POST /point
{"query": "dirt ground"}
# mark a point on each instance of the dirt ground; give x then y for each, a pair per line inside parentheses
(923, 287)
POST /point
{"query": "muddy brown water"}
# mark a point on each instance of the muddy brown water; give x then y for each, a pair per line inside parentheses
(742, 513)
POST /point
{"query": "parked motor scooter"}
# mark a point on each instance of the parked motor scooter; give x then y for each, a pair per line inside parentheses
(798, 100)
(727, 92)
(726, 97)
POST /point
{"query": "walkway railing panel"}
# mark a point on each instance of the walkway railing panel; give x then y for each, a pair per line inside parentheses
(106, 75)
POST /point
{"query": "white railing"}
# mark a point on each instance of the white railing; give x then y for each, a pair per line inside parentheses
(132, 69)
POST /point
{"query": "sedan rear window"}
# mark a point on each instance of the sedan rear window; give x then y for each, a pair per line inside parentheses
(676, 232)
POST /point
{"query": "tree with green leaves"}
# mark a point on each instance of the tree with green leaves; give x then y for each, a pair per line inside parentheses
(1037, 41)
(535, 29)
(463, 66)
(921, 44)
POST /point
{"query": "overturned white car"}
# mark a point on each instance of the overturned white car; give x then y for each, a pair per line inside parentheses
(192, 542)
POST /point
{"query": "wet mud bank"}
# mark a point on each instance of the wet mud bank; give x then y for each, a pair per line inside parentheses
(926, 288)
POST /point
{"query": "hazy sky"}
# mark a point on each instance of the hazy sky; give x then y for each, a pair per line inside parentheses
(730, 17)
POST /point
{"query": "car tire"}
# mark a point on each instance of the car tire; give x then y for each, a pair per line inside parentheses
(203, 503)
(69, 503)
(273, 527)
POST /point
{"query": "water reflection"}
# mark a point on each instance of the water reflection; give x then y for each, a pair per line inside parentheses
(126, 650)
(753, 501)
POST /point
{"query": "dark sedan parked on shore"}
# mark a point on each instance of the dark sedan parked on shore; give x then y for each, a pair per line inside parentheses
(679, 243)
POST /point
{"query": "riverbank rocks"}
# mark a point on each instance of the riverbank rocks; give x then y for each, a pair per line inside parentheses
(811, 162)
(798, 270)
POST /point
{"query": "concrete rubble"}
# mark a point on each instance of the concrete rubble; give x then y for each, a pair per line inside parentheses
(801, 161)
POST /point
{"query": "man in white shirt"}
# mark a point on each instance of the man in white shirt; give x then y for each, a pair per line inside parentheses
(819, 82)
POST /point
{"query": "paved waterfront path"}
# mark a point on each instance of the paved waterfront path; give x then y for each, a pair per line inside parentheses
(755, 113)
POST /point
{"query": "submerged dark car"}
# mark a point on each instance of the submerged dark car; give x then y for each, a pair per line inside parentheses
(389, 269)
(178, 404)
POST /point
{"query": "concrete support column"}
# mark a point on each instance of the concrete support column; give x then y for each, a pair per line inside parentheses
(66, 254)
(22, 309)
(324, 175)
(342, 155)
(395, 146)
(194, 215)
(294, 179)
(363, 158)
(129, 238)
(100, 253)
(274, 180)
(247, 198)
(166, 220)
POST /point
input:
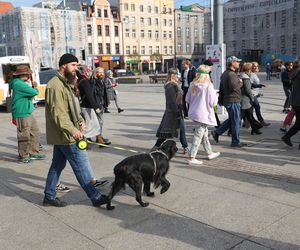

☆ ☆ ☆ ☆ ☆

#### What you will do:
Pull out every line in the material above that contains the word "shirt", and copy each of those lines in full.

#### Reply to the exercise:
{"query": "man in white shirt"}
# mark a point on each instance of the man in white shirt; give x then y for each, a pair per line inside parentheses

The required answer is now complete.